_TEXTAUSZUG_
<<<<

Wer die Eingangshalle der Universität Fribourg betritt, stösst bei genauerem Hinsehen auf eine Bronzetafel. «VIR FIDELIS IN TEMPORE INFIDELI»: Treu in treuloser Zeit, so lautet kurz und prägnant die Überschrift. Sie gilt dem Jesuitenpater Rupert Mayer und trifft damit punktgenau den Kern dieser herausragenden Priesterpersönlichkeit in der ersten Hälfte des 20. Jahrhunderts.
Geboren wurde Rupert Mayer, der später zum populärsten Priester Bayerns werden sollte, am 23. Januar 1876 in Stuttgart: Diaspora pur – 88 Prozent der Bevölkerung waren damals Lutheraner. Schon früh zeigten sich für ihn typische Charakterzüge: Entschlossenheit und Kampfeslust. Wurde er von seinen protestantischen Mitschülern gehänselt und verspottet, gab er keineswegs klein bei, sondern konnte schnell einmal handgreiflich werden, was ihm handkehrum Respekt eintrug.

>>>>

_AUFGABE 1_
Kopieren Sie aus dem Textauszug wörtlich den Abschnitt von "Geboren wurde Rupert" bis "handkehrum Respekt eintrug.".
_AUFGABE 2_
Beantworten Sie anhand des Textauszugs:
(a) Wo befindet sich die Bronzetafel mit der Überschrift «VIR FIDELIS IN TEMPORE INFIDELI»?
(b) Wann und wo wurde Rupert Mayer geboren?
(c) Wie hoch war damals der Anteil der Lutheraner an der Bevölkerung seines Geburtsorts?

_DATENZEILEN_
<<<<

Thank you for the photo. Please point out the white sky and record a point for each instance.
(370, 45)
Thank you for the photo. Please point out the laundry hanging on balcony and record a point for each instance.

>>>>

_RICHTIGE ANTWORT 1_
Geboren wurde Rupert Mayer, der später zum populärsten Priester Bayerns werden sollte, am 23. Januar 1876 in Stuttgart: Diaspora pur – 88 Prozent der Bevölkerung waren damals Lutheraner. Schon früh zeigten sich für ihn typische Charakterzüge: Entschlossenheit und Kampfeslust. Wurde er von seinen protestantischen Mitschülern gehänselt und verspottet, gab er keineswegs klein bei, sondern konnte schnell einmal handgreiflich werden, was ihm handkehrum Respekt eintrug.

_RICHTIGE ANTWORT 2_
(a) In der Eingangshalle der Universität Fribourg.
(b) Am 23. Januar 1876 in Stuttgart.
(c) 88 Prozent.